◆ AIM 1 ◆
What are the flying saucers called in the film, according to the film review?

◆ QUOTED TEXT ◆

The character of Dr. Shiraishi and his arc, though a tad underdeveloped, spoke to how Japan viewed technology after the war. Though Dr. Shiraishi joins the Mysterians, he has a change of heart at the end after learning that the Mysterians planned to destroy Tokyo in retaliation for humanity’s resistance. He dies a hero’s death leading the captured women to safety and freedom and sacrificing himself to blow the dome’s core. His last words are for humanity to never follow science for science’s sake. Science alone is not enough, but Dr. Shiraishi doesn’t demonize science as was common in several sci-fi films of the era. He doesn’t say that there are things man should not know and things man should not explore. He simply asks for discretion, and that’s the perspective on science Japan took after the war. Hiroshima and Nagasaki showed them the dark side of technology, but their economic boom and rapid rise to global leadership in technology taught them that technology wasn’t something to hate and fear.

 

The Mysterians is a hopeful, heartfelt movie. Mankind comes together to protect the Earth, and even the traitor joins in at the end and our technology, instead of dooming us, saves us.

 

But The Mysterians live up to its grand envisioning? I would have to say no, though I still recommend the film. It raised the bar, and because of its efforts the ground was set for better Toho films. As a space war epic, it would be surpassed very quickly by Battle In Outer Space (1959) which gave the world the first-ever outer space dogfight which would  later become a ubiquitous part of sci-fi cinema. As a sci-fi film with a message, it would be surpassed by Atragon (1963), which articulated Japan’s post war anxieties more directly and more poignantly than The Mysterians and featured Captain Hachiro Jinguji, easily the most complex character Toho ever put to screen.

 

So ultimately what I’m saying is this–watch the Mysterians, but first watch Atragon and Battle In Outer Space. Watch the Mysterians knowing that while it wasn’t the best Toho film, it set the stage for the best Toho films.

 

Flying Saucers

 

 

In the film they’re called “Universe Ships,” and I got a good guess as to why. The Japanese script probably used the word “uchuu,” which can translate either to “outer space” or “universe,” so what was intended to be “Space Ships” ended up being “Universe ships.”

 

You see weebs mistranslate “uchuu” a lot in order to pump up their pet settings. “Oh you see, my translation notes say that my favorite character didn’t fly through space, he flew through an entire universe, meaning he’s fast enough to leave the universe can come back!”

 

Be on guard against the weeaboo and his dark designs.

 

The Universe Ships fight by shooting streams of green dots capable of dropping a Earthling fighter jet with one glancing blow. They’re fairly simple for saucers and don’t get that much screen time in the film. If you want a film with awesome fighters jet vs UFO action, may I direct your attention to Toho’s Battle in Outer Space (1959)?

 

Though the Mysterians never use any of their alien H-bombs in the film, presumably if they did deploy them they would use the saucers as bombers.

 

Ground Troops

 

 

 

The Mysterians dress like…well there’s no other way to really put it, they dress like Super Sentai, and seeing as how they’re from 1957 and Super Sentai debuted in 1975, I think the Mysterians had more than a little influence on the Super Sentai look.

Detection examples:
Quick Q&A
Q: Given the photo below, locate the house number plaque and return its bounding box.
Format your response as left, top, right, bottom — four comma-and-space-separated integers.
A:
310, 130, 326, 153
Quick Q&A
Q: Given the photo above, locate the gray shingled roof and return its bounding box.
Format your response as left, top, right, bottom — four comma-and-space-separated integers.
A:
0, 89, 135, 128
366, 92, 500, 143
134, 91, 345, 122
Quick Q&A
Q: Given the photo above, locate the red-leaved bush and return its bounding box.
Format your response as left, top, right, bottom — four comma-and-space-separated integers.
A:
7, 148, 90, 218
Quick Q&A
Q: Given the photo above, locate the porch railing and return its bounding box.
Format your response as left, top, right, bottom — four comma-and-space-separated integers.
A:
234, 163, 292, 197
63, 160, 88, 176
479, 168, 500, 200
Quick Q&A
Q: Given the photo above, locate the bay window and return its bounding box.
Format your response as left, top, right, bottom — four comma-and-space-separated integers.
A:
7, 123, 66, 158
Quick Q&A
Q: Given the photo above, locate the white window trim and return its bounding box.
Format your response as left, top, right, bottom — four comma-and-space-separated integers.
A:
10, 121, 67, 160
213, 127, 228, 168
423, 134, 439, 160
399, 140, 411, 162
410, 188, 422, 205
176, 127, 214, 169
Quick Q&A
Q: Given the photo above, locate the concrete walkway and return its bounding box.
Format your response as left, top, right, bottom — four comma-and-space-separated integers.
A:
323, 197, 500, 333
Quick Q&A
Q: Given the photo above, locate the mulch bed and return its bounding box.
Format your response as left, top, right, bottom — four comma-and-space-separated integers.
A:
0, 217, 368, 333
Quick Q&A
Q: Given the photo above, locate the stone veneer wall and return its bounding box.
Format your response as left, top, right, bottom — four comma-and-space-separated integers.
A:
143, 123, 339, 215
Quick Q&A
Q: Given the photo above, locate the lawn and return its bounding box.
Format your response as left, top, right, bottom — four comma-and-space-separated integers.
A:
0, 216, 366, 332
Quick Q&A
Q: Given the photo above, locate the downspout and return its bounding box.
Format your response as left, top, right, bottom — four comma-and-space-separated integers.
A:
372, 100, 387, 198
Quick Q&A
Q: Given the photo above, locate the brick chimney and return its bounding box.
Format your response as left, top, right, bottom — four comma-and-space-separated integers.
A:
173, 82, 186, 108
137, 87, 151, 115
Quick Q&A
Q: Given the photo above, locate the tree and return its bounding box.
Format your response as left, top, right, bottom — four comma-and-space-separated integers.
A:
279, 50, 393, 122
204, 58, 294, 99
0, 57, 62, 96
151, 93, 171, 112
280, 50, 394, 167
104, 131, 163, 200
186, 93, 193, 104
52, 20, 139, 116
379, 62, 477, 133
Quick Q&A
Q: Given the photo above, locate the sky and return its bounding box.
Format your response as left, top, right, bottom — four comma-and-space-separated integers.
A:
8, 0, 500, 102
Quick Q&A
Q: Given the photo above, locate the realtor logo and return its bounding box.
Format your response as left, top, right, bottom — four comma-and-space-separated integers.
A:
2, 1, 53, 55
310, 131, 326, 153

◆ AIM 2 ◆
Arrange the stretch of the rows from their start through the line containing "310, 130, 326, 153" as a Markdown table with the columns n and Line. Put each line's number under n and its text under Line, and omit blank lines.

◆ TASK SOLUTION 1 ◆
Universe Ships.

◆ TASK SOLUTION 2 ◆
| n | Line |
|---|---|
| 1 | Quick Q&A |
| 2 | Q: Given the photo below, locate the house number plaque and return its bounding box. |
| 3 | Format your response as left, top, right, bottom — four comma-and-space-separated integers. |
| 4 | A: |
| 5 | 310, 130, 326, 153 |